## Recorded data:
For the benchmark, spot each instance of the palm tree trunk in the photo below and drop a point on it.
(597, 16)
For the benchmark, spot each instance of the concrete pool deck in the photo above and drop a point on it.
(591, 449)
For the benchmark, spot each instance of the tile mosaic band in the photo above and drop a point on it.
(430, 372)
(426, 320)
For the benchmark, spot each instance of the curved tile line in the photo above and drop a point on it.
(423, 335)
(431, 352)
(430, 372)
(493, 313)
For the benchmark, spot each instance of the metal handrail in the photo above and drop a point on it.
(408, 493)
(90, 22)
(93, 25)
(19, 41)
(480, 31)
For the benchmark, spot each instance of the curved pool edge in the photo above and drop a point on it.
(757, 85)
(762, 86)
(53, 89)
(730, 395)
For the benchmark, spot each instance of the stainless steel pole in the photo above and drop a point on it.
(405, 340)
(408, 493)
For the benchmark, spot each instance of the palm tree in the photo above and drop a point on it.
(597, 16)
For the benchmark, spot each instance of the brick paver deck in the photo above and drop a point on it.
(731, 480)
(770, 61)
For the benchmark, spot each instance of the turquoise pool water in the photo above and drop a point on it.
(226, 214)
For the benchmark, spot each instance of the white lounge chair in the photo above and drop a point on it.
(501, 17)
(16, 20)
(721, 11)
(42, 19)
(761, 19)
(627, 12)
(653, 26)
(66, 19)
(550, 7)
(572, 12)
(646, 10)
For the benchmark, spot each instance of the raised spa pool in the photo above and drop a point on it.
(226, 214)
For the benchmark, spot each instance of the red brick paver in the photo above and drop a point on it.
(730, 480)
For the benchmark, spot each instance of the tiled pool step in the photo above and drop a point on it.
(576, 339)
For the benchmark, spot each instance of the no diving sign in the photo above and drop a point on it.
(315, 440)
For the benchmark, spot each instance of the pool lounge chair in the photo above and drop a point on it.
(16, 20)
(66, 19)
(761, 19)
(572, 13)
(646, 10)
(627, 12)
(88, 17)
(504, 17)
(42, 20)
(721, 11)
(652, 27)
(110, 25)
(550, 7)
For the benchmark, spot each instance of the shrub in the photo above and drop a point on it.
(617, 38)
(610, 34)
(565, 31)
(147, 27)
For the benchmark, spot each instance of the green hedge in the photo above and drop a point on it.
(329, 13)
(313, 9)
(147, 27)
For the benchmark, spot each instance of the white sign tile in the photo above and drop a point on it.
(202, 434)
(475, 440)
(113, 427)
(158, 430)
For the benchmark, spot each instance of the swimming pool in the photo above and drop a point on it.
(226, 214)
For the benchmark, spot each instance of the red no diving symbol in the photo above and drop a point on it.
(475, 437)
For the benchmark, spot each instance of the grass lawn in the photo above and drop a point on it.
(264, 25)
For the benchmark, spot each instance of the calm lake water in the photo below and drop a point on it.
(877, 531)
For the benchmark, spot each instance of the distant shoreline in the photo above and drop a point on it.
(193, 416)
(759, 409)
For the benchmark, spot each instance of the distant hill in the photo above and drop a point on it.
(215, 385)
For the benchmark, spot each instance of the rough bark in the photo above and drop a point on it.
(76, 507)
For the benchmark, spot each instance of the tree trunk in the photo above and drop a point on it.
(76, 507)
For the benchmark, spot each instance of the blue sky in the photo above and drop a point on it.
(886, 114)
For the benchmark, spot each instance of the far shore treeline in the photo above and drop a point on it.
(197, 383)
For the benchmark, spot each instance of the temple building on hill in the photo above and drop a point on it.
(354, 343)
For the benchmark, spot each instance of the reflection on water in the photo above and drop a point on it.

## Task:
Starting with the line that contains "For the benchmark, spot each instance of the distant hill", repeat each line through the last one exactly as it appears. Include both ends and nothing more.

## Correct answer:
For the benchmark, spot each instance of the distant hill in the photo above and drop a point on it.
(215, 385)
For the benchmark, spot each instance of the rough bark in the photo above and drop a point on it.
(76, 507)
For the benchmark, spot each instance of the tree trunk in the photo above and drop a point on it.
(76, 507)
For the benchmark, spot each instance of the blue sky in the photo above and drop a point on it.
(886, 114)
For the benchmark, spot each instance of the far shore treeline in the photo above and drop a point on it.
(197, 383)
For the benchmark, spot each instance of the temple building on hill in the photo above and drop a point on it.
(354, 343)
For the benchmark, spot each instance of the reflection on water in the photo above and drop a point on it.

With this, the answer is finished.